● SELECTED EXCERPT
============

Early period of the American philhellenic movement
The 1776 American Revolution was an inspiration to the then enslaved Greeks, not only during the actual days of the revolutionary war, but long after its successful completion and the eventual declaration of independence and the creation of the United States of America.
There are unconfirmed reports, that in the battle of Monmouth, New Jersey, which took place on June 28th, 1778, Greek volunteers fought under the leadership of a young man called Demetrios Ypsilanti, who allegedly later returned to Greece and might have fought or influenced the advent of the War for Independence.
Today, a town near Detroit, Michigan, bears the name Ypsilanti in honor of a Demetrios Ypsilanti. Historians point out that the town was named after the Greek Revolution hero Demetrios Ypsilanti, brother of "Philiki Eteria" leader Alexandros Ypsilanti, rather than the "Monmouth battle legend".
Irrespective of whom the town was named after, the fact remains that the heroism of a Greek freedom fighter inspired judge Augustus Woodward to name, in 1833, a town after a man "who in the beginning of the 19th Century, in charge of three hundred men, successfully battled an entire Turkish army, inflicting damage and eventually escaped without losing a single man".
When the bell of the Revolution rang in 1821 and the cry "Freedom or Death" resonated over the enslaved Greeks, a number of American philhellenes started a lobbying campaign in the United States for the support of the Greek War of Independence, a campaign that captured the imagination of many influential political and civil leaders in America.
The Greeks on the other hand, knew from the very beginning of their War of Independence that the American people would understand their struggle, having themselves fought for independence a few years back, and sought the support and influence of the new Republic to advance and promote the Greek cause.
Thus, on May 25th, 1821, Petros Mavromichalis, on behalf of the Messinian Congress send a letter to the then Secretary of State John Quincy Adams, which was published in the American newspapers, asking for moral support. "Your virtues, Americans, are close to ours, although a broad sea separates us", wrote among other Mavromichalis. "We feel you closer than our neighboring countries and we consider you as friends, co-patriots and brothers, because you are fair, philanthropic and brave… Do not deny to help us…" Edward Everett, a Harvard professor and great philhellene, who was also the publisher of the North American Review, published every correspondence of letters or appeals that he was receiving from Greece and through articles and speeches he made strong public pronouncements for the recognition of the Revolution and for sending military aid to Greece.

============

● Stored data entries
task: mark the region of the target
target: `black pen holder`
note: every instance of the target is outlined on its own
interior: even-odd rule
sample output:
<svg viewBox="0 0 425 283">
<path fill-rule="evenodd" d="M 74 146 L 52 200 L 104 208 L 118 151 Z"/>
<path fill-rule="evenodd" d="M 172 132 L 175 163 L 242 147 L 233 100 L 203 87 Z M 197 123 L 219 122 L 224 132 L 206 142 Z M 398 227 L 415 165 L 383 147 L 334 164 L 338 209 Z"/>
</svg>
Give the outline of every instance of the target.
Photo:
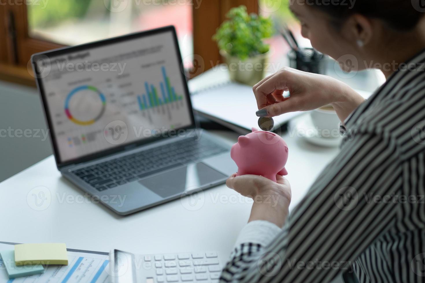
<svg viewBox="0 0 425 283">
<path fill-rule="evenodd" d="M 289 67 L 300 71 L 325 74 L 325 56 L 312 48 L 291 50 L 288 53 Z"/>
</svg>

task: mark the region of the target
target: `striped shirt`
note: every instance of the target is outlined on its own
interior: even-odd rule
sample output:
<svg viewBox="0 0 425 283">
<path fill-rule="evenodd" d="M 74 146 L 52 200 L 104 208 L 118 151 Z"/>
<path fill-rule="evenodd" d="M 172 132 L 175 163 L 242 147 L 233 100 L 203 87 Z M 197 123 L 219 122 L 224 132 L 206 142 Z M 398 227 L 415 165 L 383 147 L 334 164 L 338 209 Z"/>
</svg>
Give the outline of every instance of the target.
<svg viewBox="0 0 425 283">
<path fill-rule="evenodd" d="M 249 223 L 269 240 L 242 236 L 221 282 L 425 282 L 425 50 L 344 124 L 340 153 L 283 229 Z"/>
</svg>

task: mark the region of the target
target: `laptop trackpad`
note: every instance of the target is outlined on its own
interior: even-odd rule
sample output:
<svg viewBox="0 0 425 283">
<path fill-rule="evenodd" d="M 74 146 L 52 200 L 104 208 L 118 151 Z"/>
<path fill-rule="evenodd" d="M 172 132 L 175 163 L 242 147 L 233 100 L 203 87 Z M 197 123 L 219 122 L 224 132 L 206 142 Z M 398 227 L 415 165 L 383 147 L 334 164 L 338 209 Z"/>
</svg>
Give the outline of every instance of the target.
<svg viewBox="0 0 425 283">
<path fill-rule="evenodd" d="M 227 178 L 204 163 L 189 164 L 147 178 L 139 183 L 163 198 L 199 189 Z"/>
</svg>

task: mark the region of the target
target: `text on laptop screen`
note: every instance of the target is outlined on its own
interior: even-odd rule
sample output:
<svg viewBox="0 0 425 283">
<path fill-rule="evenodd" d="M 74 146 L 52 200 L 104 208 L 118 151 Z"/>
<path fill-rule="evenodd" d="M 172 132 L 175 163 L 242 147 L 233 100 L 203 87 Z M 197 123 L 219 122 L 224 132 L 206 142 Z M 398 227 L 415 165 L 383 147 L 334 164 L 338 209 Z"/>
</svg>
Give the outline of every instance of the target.
<svg viewBox="0 0 425 283">
<path fill-rule="evenodd" d="M 61 161 L 190 125 L 176 48 L 167 31 L 39 60 Z"/>
</svg>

============

● DIRECTIONS
1. According to the passage on the American philhellenic movement, who was the publisher of the North American Review?
2. Rewrite the passage on the American philhellenic movement from "When the bell" to "the Greek cause.", replacing "Republic" with "nation".

● ANSWERS PROVIDED
1. Edward Everett, a Harvard professor and great philhellene.

2.
When the bell of the Revolution rang in 1821 and the cry "Freedom or Death" resonated over the enslaved Greeks, a number of American philhellenes started a lobbying campaign in the United States for the support of the Greek War of Independence, a campaign that captured the imagination of many influential political and civil leaders in America.
The Greeks on the other hand, knew from the very beginning of their War of Independence that the American people would understand their struggle, having themselves fought for independence a few years back, and sought the support and influence of the new nation to advance and promote the Greek cause.